= Task details =
Copy the data below exactly.

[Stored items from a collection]
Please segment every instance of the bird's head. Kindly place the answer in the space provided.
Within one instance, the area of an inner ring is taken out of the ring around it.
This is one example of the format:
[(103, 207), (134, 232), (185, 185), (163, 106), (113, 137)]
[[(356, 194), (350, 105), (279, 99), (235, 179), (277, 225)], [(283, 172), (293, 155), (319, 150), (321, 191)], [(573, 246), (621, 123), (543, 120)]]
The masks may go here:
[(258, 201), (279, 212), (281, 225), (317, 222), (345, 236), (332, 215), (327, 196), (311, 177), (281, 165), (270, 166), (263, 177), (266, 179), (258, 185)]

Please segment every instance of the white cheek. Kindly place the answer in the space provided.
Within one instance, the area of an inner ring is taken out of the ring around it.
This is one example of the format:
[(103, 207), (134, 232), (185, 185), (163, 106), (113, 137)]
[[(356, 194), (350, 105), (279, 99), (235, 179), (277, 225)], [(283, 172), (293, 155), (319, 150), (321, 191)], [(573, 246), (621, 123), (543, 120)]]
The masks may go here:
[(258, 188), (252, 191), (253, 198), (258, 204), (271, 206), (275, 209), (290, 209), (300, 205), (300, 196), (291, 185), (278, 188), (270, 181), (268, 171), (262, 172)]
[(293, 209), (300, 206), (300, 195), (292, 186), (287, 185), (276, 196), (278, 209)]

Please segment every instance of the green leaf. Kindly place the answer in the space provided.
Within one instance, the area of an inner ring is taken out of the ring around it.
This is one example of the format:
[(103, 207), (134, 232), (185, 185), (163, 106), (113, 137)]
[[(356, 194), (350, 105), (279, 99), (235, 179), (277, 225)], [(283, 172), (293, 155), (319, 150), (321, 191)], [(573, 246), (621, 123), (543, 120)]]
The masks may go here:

= Output for this task =
Please segment every instance of the bird's head. Kindly place the answer in the space provided.
Within one instance, the area of an inner ring is taken out of the ring around it.
This is one example of the format:
[(103, 207), (134, 232), (185, 185), (163, 106), (113, 137)]
[[(356, 194), (350, 105), (279, 99), (235, 179), (277, 225)], [(283, 172), (293, 155), (319, 150), (321, 191)], [(573, 246), (621, 123), (543, 120)]]
The masks may go here:
[(258, 201), (279, 212), (281, 225), (317, 222), (345, 236), (332, 215), (327, 196), (311, 177), (281, 165), (270, 166), (263, 177), (266, 179), (258, 185)]

Please segment every instance of the white cheek. Kindly place the answer in the space provided.
Within one instance, the area of an inner ring is taken out of the ring around it.
This is one example of the format:
[(103, 207), (134, 232), (185, 185), (163, 106), (113, 137)]
[[(356, 194), (350, 105), (279, 99), (235, 179), (277, 225)], [(283, 172), (293, 155), (319, 150), (321, 191)], [(573, 246), (621, 123), (543, 120)]]
The masks may go here:
[(258, 188), (252, 191), (253, 198), (258, 204), (271, 206), (275, 209), (290, 209), (300, 205), (300, 196), (291, 185), (278, 188), (270, 181), (268, 171), (262, 172)]
[(293, 209), (300, 206), (300, 195), (292, 186), (287, 185), (276, 196), (278, 209)]

Please segment every instance of the green leaf. Kindly place the answer in the space provided.
Within one instance, the area of an inner ring is taken out of the ring around it.
This is one example of the format:
[(103, 207), (134, 232), (185, 185), (163, 106), (113, 137)]
[[(356, 194), (350, 105), (279, 99), (235, 179), (277, 225)], [(283, 172), (293, 155), (319, 150), (321, 191)], [(573, 246), (621, 123), (543, 120)]]
The masks may go here:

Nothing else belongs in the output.